Skip to main content
Skip to main content
Edit this page

Features and Configurations

ClickHouse Supported

In this section, we provide documentation about some of the features available for dbt with ClickHouse.

Profile.yml configurations

To connect to ClickHouse from dbt, you'll need to add a profile to your profiles.yml file. A ClickHouse profile conforms to the following syntax:

your_profile_name:
  target: dev
  outputs:
    dev:
      type: clickhouse

      # Optional
      schema: [default] # ClickHouse database for dbt models
      driver: [http] # http or native.  If not set this will be autodetermined based on port setting
      host: [localhost] 
      port: [8123]  # If not set, defaults to 8123, 8443, 9000, 9440 depending on the secure and driver settings 
      user: [default] # User for all database operations
      password: [<empty string>] # Password for the user
      cluster: [<empty string>] # If set, certain DDL/table operations will be executed with the `ON CLUSTER` clause using this cluster. Distributed materializations require this setting to work. See the following ClickHouse Cluster section for more details.
      verify: [True] # Validate TLS certificate if using TLS/SSL
      secure: [False] # Use TLS (native protocol) or HTTPS (http protocol)
      client_cert: [null] # Path to a TLS client certificate in .pem format
      client_cert_key: [null] # Path to the private key for the TLS client certificate
      retries: [1] # Number of times to retry a "retriable" database exception (such as a 503 'Service Unavailable' error)

Challenge A >>
Answer these from the dbt configuration page:
(i) Which file does a ClickHouse profile need to be added to?
(ii) Which setting do distributed materializations require?
(iii) What is the default value of the verify setting?
Challenge B >>
Copy out word for word everything in the dbt configuration page from "client_cert: [null] #" down to "503 'Service Unavailable' error)".
The items that come next are from a different source than the dbt configuration page.

Data rows >>
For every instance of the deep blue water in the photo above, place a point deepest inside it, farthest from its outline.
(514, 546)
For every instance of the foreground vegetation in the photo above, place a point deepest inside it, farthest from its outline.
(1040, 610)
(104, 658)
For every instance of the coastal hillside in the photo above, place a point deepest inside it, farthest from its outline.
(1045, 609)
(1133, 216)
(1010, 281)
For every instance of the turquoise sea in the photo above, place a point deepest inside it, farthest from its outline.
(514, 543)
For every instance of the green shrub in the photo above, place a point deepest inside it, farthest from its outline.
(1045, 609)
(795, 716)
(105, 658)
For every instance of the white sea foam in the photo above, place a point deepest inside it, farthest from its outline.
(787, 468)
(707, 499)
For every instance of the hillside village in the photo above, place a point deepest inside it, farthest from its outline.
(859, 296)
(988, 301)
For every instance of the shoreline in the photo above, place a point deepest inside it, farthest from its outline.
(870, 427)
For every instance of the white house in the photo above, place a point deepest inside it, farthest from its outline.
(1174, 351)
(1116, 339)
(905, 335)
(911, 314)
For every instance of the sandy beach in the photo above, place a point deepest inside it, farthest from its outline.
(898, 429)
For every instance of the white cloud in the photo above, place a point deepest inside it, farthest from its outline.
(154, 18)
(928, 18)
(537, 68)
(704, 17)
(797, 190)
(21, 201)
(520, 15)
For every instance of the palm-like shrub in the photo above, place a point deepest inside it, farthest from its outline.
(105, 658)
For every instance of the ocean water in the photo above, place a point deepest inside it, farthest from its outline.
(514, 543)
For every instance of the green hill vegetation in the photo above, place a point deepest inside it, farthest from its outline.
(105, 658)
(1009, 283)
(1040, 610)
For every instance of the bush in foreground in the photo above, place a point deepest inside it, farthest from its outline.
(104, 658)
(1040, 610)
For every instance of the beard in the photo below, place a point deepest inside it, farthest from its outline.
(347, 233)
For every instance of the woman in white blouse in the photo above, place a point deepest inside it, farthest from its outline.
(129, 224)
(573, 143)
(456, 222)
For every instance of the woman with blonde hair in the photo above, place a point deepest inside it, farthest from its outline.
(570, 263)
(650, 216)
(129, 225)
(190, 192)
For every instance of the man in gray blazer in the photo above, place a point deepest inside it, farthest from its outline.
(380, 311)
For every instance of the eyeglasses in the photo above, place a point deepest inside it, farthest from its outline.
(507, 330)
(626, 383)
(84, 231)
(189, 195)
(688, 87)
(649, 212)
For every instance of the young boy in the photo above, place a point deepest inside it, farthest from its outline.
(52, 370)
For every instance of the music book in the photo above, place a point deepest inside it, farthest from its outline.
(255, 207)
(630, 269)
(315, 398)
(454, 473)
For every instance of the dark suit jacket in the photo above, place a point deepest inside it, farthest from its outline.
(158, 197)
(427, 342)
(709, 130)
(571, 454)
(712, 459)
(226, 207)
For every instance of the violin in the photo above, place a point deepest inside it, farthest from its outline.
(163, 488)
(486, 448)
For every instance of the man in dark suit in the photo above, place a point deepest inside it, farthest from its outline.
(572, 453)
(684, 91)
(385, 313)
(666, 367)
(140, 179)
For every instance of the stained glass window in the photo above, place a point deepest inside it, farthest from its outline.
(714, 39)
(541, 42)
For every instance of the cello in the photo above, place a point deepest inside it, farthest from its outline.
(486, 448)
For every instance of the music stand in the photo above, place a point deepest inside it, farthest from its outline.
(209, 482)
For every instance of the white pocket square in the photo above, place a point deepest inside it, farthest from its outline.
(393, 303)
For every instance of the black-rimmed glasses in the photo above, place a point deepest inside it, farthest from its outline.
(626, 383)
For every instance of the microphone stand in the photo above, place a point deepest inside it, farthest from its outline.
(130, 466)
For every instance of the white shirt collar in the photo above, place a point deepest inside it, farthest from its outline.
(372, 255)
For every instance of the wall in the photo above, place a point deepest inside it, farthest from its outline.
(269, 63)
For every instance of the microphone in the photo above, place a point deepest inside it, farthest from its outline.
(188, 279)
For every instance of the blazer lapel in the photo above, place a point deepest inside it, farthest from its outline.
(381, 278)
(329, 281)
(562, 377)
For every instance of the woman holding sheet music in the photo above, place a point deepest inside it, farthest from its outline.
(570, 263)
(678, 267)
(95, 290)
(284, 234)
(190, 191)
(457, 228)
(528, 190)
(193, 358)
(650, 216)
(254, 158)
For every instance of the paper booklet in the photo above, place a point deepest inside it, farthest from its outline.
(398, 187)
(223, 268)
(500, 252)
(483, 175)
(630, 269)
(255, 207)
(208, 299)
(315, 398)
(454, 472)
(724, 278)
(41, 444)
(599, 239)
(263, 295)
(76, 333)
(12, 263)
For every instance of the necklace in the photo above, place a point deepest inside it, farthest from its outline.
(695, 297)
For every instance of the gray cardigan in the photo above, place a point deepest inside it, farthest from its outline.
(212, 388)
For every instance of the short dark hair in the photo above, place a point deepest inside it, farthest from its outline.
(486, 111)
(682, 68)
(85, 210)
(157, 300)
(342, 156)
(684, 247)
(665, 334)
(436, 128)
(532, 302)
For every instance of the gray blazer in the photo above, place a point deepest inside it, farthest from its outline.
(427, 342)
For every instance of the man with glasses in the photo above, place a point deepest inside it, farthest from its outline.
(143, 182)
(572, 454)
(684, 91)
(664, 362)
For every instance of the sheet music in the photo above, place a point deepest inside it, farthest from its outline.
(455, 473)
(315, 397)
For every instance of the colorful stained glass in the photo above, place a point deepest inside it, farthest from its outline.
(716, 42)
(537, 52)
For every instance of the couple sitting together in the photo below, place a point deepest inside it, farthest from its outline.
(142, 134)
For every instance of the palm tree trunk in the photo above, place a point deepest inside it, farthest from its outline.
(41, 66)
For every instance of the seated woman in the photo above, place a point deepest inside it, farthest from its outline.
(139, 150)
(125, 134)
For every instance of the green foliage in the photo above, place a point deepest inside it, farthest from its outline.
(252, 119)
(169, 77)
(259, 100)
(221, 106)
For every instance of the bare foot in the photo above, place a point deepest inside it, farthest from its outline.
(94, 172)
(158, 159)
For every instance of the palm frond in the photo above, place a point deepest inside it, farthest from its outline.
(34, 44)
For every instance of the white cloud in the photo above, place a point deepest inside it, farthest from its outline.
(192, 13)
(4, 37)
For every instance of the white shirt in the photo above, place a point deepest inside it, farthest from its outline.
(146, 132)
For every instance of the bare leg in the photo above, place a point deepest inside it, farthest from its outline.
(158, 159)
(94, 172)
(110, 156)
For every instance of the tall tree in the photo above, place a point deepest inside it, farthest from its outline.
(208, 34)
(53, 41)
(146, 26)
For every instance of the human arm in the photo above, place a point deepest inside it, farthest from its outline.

Correct output A >>
(i) The profiles.yml file.
(ii) The cluster setting.
(iii) True.

Correct output B >>
client_cert: [null] # Path to a TLS client certificate in .pem format
      client_cert_key: [null] # Path to the private key for the TLS client certificate
      retries: [1] # Number of times to retry a "retriable" database exception (such as a 503 'Service Unavailable' error)